• _Work to be completed_
Only the pictures are dropped. Restate each line below word for word.

• _Available records_
• • • • • • •

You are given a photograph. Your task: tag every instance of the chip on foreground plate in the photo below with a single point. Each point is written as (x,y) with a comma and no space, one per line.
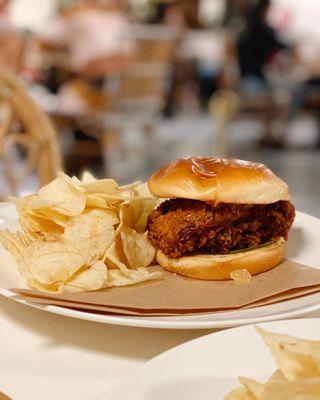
(83,235)
(298,376)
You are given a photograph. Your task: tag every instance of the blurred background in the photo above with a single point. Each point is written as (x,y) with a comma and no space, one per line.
(121,87)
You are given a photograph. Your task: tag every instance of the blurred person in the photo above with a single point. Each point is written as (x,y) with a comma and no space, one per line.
(258,49)
(5,19)
(94,34)
(307,91)
(256,46)
(12,40)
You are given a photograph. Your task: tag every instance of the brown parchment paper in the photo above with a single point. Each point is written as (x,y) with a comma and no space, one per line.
(174,294)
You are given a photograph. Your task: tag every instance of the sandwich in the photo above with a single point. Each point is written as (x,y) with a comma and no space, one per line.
(218,216)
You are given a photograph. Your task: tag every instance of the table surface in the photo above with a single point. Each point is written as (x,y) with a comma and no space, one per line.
(49,356)
(64,358)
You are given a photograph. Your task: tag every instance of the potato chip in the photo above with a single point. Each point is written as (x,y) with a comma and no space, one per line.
(50,262)
(132,276)
(94,201)
(298,377)
(91,233)
(11,242)
(93,278)
(255,388)
(296,358)
(240,394)
(134,214)
(241,276)
(138,250)
(64,196)
(83,235)
(102,186)
(87,177)
(306,389)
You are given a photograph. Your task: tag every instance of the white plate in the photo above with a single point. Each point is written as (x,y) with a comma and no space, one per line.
(207,368)
(303,246)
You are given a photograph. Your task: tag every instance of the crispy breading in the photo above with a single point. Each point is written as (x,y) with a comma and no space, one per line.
(181,227)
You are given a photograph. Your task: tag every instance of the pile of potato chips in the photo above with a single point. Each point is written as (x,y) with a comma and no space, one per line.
(83,235)
(298,376)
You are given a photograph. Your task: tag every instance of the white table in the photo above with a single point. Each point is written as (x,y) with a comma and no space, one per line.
(47,356)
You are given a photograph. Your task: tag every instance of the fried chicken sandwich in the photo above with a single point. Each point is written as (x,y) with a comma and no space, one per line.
(219,215)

• • • • • • •

• _Result of this exercise_
You are given a photograph. Your task: tag every instance of the chip on foreground plate in the photo below with a single point. Each point is written as (x,y) with a comma and no space, one per line.
(83,235)
(298,376)
You are given a photograph. Your task: tag every instance of the blurred background in the photo above with a single point. Each point is written as (x,y) with a comma and no space, one per line.
(121,87)
You are given a photograph. Your task: tag every instance of the blurred person in the photo above with a single point. Each point is written as (x,y) with a comma and no space, one per line.
(258,49)
(5,19)
(94,34)
(307,91)
(256,46)
(12,40)
You are given a photograph. Your task: tag every instance of the brown parchment paper in the photo above with a single point. Each point is written as (x,y) with a comma and no space, one per line.
(174,294)
You are given a photograph. Your task: tag every instance of the sandwich in the photo above with a single point. Each point is written as (x,y) with a comma and no space, one per line.
(218,216)
You are given a photograph. Your task: tag every instance of the table surface in the photo above with a single point. Each point is written as (x,y) with a comma and no space, one per line.
(49,356)
(64,358)
You are given a photograph. Your task: tag every instance of the potato chip in the photo above with a single point. Each point is written as (x,y) with a comma and no space, one per line.
(50,262)
(132,276)
(94,201)
(298,377)
(91,233)
(11,242)
(93,278)
(255,388)
(296,358)
(240,394)
(134,214)
(241,276)
(138,250)
(64,196)
(83,235)
(102,186)
(87,177)
(306,389)
You are given a photograph. Your task: tag every instance of the white plate in the photo above with a single point. Each point is written as (x,y) with a comma and no space, one per line.
(207,368)
(303,246)
You are given a photograph. Your task: tag every instance of the crispy breading in the photo above with a single point. Each point is written as (x,y) with a comma and no space, one per line.
(181,227)
You are given a photograph. Your task: tag every instance of the pile of potato chips in the photo above with a single point. Each point is written as (x,y) with a comma and no space, one per line.
(83,235)
(298,376)
You are given a photograph. Your task: tag every instance of the white table in the photo above with a single point. Each point is written as (x,y) with a comma and no space, one per line.
(47,356)
You are given a photograph. Your task: tag every instance of the fried chicken sandwich in the photo above with a single point. Each point is written as (x,y) with a comma and no space, one per line.
(219,215)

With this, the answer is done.